→ EXERCISE DETAILS
Reproduce every line of the material below without changing a single character.
** start **
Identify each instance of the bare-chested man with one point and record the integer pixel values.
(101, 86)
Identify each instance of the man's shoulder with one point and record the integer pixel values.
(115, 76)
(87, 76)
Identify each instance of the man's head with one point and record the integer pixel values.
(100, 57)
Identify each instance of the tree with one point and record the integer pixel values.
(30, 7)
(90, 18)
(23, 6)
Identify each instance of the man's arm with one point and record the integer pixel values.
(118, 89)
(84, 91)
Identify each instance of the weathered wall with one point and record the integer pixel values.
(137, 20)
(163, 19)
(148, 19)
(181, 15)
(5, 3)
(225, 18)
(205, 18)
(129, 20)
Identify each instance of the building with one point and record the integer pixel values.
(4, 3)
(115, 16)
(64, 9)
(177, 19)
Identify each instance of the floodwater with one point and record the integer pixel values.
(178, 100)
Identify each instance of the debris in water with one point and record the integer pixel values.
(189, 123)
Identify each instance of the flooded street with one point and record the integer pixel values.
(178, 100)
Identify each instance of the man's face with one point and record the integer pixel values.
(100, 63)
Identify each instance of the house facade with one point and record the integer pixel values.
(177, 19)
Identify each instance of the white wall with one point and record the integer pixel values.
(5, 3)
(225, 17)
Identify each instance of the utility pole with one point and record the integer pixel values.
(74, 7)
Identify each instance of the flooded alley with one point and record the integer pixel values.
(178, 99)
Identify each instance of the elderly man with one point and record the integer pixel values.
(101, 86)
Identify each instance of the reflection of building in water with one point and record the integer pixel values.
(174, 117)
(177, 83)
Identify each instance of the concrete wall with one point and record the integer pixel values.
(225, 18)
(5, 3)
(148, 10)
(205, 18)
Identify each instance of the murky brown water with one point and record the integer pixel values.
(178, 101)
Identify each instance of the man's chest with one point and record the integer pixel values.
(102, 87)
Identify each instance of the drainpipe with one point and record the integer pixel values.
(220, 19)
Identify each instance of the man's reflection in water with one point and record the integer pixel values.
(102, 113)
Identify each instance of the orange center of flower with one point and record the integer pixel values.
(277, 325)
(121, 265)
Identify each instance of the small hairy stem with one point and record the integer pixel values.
** end **
→ RESULT
Identify each instance of the bare-chested man with one point and record the integer pixel values.
(101, 86)
Identify each instance of the man's shoulder with one point and record the integer pixel values.
(115, 76)
(87, 76)
Identify each instance of the man's head with one point and record the integer pixel values.
(100, 57)
Identify each instance of the tree with one point and record the integer pixel values.
(30, 7)
(90, 18)
(23, 6)
Identify each instance of the man's arm with one point and record the integer pixel values.
(118, 89)
(84, 91)
Identify each instance of the weathered wall with one point and record the integer pixel values.
(137, 20)
(163, 19)
(148, 19)
(181, 15)
(5, 3)
(225, 18)
(205, 18)
(129, 20)
Identify each instance of the building with one point and record the integer pixel values.
(4, 3)
(115, 16)
(64, 9)
(177, 19)
Identify each instance of the floodwater with one point and record the integer pixel values.
(178, 100)
Identify each instance of the debris in water with one point and record the integer pixel values.
(189, 123)
Identify each instance of the flooded street with one point and record the integer pixel values.
(178, 100)
Identify each instance of the man's face with one point and record the integer pixel values.
(100, 63)
Identify each instance of the house facade with one point and record the integer pixel values.
(177, 19)
Identify each instance of the white wall with one point and record the integer pixel values.
(5, 3)
(225, 17)
Identify each instance of the utility pole with one point and record the integer pixel values.
(74, 7)
Identify each instance of the flooded alley with one point and record the integer pixel values.
(178, 99)
Identify each instance of the elderly man with one point and record the integer pixel values.
(101, 86)
Identify each instance of the reflection of building in water with one point and record the integer pixel values.
(174, 117)
(177, 83)
Identify each instance of the concrete wall with one point and record the integer pixel values.
(225, 18)
(5, 3)
(148, 10)
(205, 18)
Identify each instance of the murky brown water with one point and record the integer pixel values.
(178, 101)
Identify each instance of the man's chest with one point and record the integer pixel values.
(102, 87)
Identify each instance of the drainpipe with one point and record the integer pixel values.
(220, 19)
Identify each instance of the man's reflection in water with one point and record the integer pixel values.
(102, 113)
Identify each instance of the orange center of flower with one point and record the integer pixel values.
(277, 325)
(121, 265)
Identify each instance of the small hairy stem with one point and record the integer pixel values.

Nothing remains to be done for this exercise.